### TO DO:
(1) The article on suicide prevention quotes the American Academy of Child & Adolescent Psychiatry on feelings that may be associated with suicide attempts among teenagers. List every feeling or circumstance named in that quotation.
(2) According to the article on suicide prevention, why could suicide happen to anyone? Answer in one to three sentences.
(3) In the article on suicide prevention, how many times higher than the female suicide rate was the male suicide rate in 2018, according to the CDC?

*Suicide* Avoiding tragedy: Suicide prevention month raises awareness


Mekenzie McCann, Reporter

 Suicide is one of the top five leading causes of death among teenagers. According to the World Health Organization, more than on average every year, more than 700,000 people commit suicide.

     “Suicide and suicide attempts cause serious emotional, physical, and economic impacts,” states the CDC.

     Suicide has been a large problem for many years, in the age range of 10 through 34, suicide is the second leading cause of death. “The rate increased on average approximately 1% per year from 1999 to 2006 and by 2% per year from 2006 through 2018,” says the CDC.

     Suicide is very common for high schoolers, and even adults as well. “The age bracket, and high school, it is from 15 to 18, is the third largest bracket of people that kill themselves, via suicide in the nation.” states health teacher Jacquelyn Williams. 

     The American Academy of Child & Adolescent Psychiatry states, “Among teenagers, suicide attempts may be associated with feelings of stress, self-doubt, pressure to succeed, financial uncertainty, disappointment, and loss. For some teens, suicide may appear to be a solution to their problems.”

     According to the CDC, In 2018, the suicide rate for males was 3.7 times the rate for females (22.8 and 6.2, respectively).” From 1999 through 2018, the suicide rate for females was the lowest for the ages 10 through 14, says the CDC. 

    Suicide could happen to anyone, they can look perfectly fine, but have suicidal thoughts and feelings. Suicide happens to people of all ages, race, ethnicity, and economic statuses. “Most suicide attempts are made by people who don’t truly want to die, but they are having trouble coping and need support to learn how to live,” Shelly Sparks. 

     Williams states that there are, “Tons of warning signs that are there to predict, a lot of us just ignore them.”

     The signs of suicide are commonly as seen as symptoms of depression. Signs to look for when you think that someone is suffering from depression include, increased anxiety, unnecessary risk-taking, problems focusing, and many more. 

      There are also lots of other warning signs as Williams says, “Giving away things, talking about it, hinting about it, writing about it, idolizing death and talking about that.” Sparks also comments, “People often talk about being hopeless or having no purpose in life.”

     There are many different ways that you should talk to someone that is suicidal, as the Suicide Prevention Lifeline states, “Be direct. Talk openly and matter-of-factly about suicide.”

     “Be aware of the warning signs and then be willing to do something about it, acknowledge that this is a warning sign and having the knowledge of knowing what to do about it.” said Williams. 

     If you think that you know someone who is thinking about attempting suicide talk to them. Try to get them to talk about it without making them feel pressured into talking. Let them open up as fast or as slow as they want to. Just be there for them. 

     “Show them they have someone in their corner that is there to see them, hear them, and support them!” states Sparks. 

     Always make sure that you are their support, but also make sure that you have someone else that can help you as well, “Get help from people or agencies specializing in crisis intervention and suicide prevention,” Suicide Prevention Lifeline. 

     Sparks commented, “you should reach out to a school counselor, teacher, parent, or another person for assistance.” 

     “Suicides among young people continue to be a serious problem.” states the American Academy of Child & Adolescent Psychiatry. 

     If you know someone that needs help, open up to them and reach out for help. Sparks states, “Suicide is a permanent solution to a temporary problem. We all need support and encouragement at times and people need to know they have a place to turn to get support.”

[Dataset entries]
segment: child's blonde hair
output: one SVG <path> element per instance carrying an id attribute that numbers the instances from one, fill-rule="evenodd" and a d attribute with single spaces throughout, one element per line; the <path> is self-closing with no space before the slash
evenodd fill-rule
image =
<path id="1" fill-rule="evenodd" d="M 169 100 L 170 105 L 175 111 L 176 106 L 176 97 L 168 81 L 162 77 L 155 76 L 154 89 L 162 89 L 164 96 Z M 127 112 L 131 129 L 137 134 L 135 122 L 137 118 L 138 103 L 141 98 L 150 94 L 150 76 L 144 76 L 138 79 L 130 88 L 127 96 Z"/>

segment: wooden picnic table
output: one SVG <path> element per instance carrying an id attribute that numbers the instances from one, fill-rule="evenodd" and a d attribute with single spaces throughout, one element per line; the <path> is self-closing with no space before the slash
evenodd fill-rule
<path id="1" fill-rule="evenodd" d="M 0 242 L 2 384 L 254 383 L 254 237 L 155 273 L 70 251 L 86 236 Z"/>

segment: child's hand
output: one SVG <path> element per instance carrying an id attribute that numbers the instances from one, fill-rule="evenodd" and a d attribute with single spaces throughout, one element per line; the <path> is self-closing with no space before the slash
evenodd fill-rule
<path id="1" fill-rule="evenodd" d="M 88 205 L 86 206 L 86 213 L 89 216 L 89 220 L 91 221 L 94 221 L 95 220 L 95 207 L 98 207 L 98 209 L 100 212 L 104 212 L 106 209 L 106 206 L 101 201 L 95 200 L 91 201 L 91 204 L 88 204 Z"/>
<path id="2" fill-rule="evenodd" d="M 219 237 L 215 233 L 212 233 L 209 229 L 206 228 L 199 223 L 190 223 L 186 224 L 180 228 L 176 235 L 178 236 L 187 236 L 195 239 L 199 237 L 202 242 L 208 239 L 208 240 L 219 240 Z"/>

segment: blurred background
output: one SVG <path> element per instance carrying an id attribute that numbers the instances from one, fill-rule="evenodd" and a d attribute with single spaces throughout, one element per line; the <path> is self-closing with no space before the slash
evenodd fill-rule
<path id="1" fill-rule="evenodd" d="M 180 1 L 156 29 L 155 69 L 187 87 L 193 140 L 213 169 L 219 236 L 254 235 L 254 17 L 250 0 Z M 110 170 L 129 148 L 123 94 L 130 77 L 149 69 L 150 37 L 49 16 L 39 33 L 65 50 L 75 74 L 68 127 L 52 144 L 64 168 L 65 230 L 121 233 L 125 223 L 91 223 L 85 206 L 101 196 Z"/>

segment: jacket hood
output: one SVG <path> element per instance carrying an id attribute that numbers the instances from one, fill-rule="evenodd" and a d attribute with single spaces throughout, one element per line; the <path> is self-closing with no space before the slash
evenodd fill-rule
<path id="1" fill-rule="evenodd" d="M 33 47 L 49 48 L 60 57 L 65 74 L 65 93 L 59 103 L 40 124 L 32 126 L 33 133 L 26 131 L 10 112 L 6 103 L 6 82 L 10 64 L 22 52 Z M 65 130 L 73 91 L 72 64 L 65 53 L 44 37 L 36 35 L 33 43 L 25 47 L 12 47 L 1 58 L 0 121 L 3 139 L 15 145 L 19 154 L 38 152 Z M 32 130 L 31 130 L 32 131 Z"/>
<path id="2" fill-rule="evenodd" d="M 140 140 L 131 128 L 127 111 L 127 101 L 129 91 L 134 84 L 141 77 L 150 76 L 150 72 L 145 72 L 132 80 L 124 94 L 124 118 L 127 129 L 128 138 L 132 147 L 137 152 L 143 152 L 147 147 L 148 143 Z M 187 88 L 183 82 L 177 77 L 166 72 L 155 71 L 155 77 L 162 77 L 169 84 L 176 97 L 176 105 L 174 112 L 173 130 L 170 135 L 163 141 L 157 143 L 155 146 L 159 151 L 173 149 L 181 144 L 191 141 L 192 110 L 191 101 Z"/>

### OUTPUTS FOR THE TASKS:
(1)
- stress
- self-doubt
- pressure to succeed
- financial uncertainty
- disappointment
- loss

(2) A person can look perfectly fine while still having suicidal thoughts and feelings. The article also says suicide happens to people of all ages, races, ethnicities, and economic statuses.

(3) The male rate was 3.7 times the female rate (22.8 and 6.2).